Reproduce the material word for word, starting with the line that contains "segment --region=pot side" and continuing through the last line of the material. Leave the pictures out of your answer.
### Source records
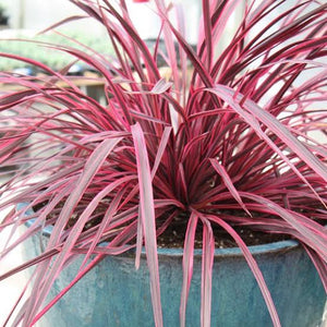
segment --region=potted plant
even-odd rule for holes
[[[174,7],[156,0],[164,78],[162,53],[146,47],[125,1],[71,2],[104,24],[116,61],[43,45],[98,71],[106,105],[74,85],[69,64],[55,72],[1,53],[48,73],[0,80],[23,87],[0,100],[1,165],[19,167],[1,186],[1,209],[13,207],[1,223],[12,228],[1,256],[21,243],[34,253],[0,278],[35,268],[11,326],[318,324],[327,284],[327,4],[245,1],[216,55],[243,1],[202,1],[195,52],[182,20],[171,23]]]
[[[0,26],[8,25],[9,16],[5,13],[5,8],[0,3]]]

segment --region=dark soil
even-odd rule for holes
[[[201,223],[199,223],[201,225]],[[215,247],[226,249],[226,247],[238,247],[233,238],[222,230],[218,226],[211,226],[215,237]],[[271,242],[290,240],[290,235],[287,234],[271,234],[262,231],[255,231],[249,227],[235,227],[234,230],[239,233],[246,245],[261,245]],[[186,226],[185,223],[173,222],[169,228],[158,237],[157,243],[158,247],[183,247],[185,238]],[[203,242],[203,230],[198,226],[195,237],[195,249],[202,249]]]

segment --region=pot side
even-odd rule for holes
[[[48,238],[49,231],[43,234]],[[26,245],[28,257],[40,253],[35,235]],[[322,322],[326,294],[319,276],[295,241],[250,246],[271,292],[282,327],[317,327]],[[159,249],[159,270],[164,326],[179,326],[182,287],[182,249]],[[55,296],[75,276],[83,257],[66,267],[56,280]],[[199,326],[202,251],[195,251],[194,272],[186,311],[186,326]],[[135,270],[133,252],[106,257],[80,280],[37,326],[104,327],[155,326],[146,257]],[[215,252],[211,326],[272,326],[255,278],[241,251]]]

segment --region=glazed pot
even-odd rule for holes
[[[48,231],[49,232],[49,231]],[[49,233],[44,232],[48,238]],[[40,253],[39,238],[28,245]],[[275,301],[282,327],[317,327],[326,294],[319,276],[295,241],[250,246]],[[186,326],[199,326],[201,250],[195,251]],[[182,287],[181,249],[159,249],[164,326],[179,326]],[[29,256],[28,255],[28,256]],[[51,290],[56,295],[72,280],[81,259],[62,271]],[[134,253],[106,257],[78,281],[37,326],[155,326],[145,255],[135,270]],[[241,251],[216,250],[213,276],[211,326],[272,326],[266,304]]]

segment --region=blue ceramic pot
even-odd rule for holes
[[[39,253],[39,238],[34,239]],[[31,250],[31,246],[29,246]],[[326,294],[314,265],[294,241],[250,246],[271,292],[282,327],[317,327]],[[32,251],[32,250],[31,250]],[[182,250],[158,250],[164,324],[179,326]],[[82,259],[56,280],[51,295],[74,277]],[[187,302],[186,326],[199,326],[201,251]],[[37,326],[154,326],[145,256],[135,270],[133,253],[105,258],[53,306]],[[211,326],[272,326],[259,288],[239,249],[216,250]]]

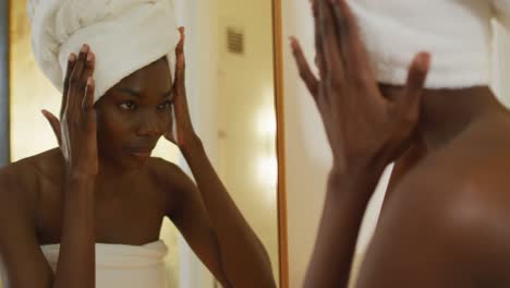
######
## Answer below
segment --region=pot side
even-odd rule for holes
[[[48,238],[49,231],[43,234]],[[26,245],[28,257],[40,253],[35,235]],[[322,322],[326,294],[319,276],[295,241],[250,246],[271,292],[282,327],[317,327]],[[159,249],[159,270],[164,326],[179,326],[182,287],[182,249]],[[55,296],[75,276],[83,257],[66,267],[56,280]],[[199,326],[202,251],[195,251],[194,272],[186,311],[186,326]],[[135,270],[133,252],[106,257],[80,280],[37,326],[104,327],[155,326],[146,257]],[[215,252],[211,326],[272,326],[255,278],[241,251]]]

segment --region=glazed pot
even-odd rule for holes
[[[48,231],[49,232],[49,231]],[[49,233],[44,232],[48,238]],[[40,253],[39,238],[28,245]],[[275,301],[282,327],[317,327],[326,294],[319,276],[295,241],[250,246]],[[186,326],[199,326],[201,250],[195,251]],[[182,287],[181,249],[159,249],[164,326],[179,326]],[[29,256],[28,255],[28,256]],[[51,290],[56,295],[72,280],[81,259],[62,271]],[[134,253],[106,257],[78,281],[37,326],[155,326],[145,255],[135,270]],[[241,251],[216,250],[213,276],[211,326],[272,326],[266,304]]]

segment --region=blue ceramic pot
even-odd rule for holes
[[[39,253],[39,238],[34,239]],[[31,250],[31,246],[29,246]],[[326,294],[314,265],[294,241],[250,246],[271,292],[282,327],[317,327]],[[32,251],[32,250],[31,250]],[[182,250],[158,250],[164,324],[179,326]],[[82,259],[56,280],[51,295],[74,277]],[[187,302],[186,326],[199,326],[201,251]],[[37,326],[154,326],[145,256],[135,270],[133,253],[105,258],[53,306]],[[211,326],[272,326],[259,288],[239,249],[216,250]]]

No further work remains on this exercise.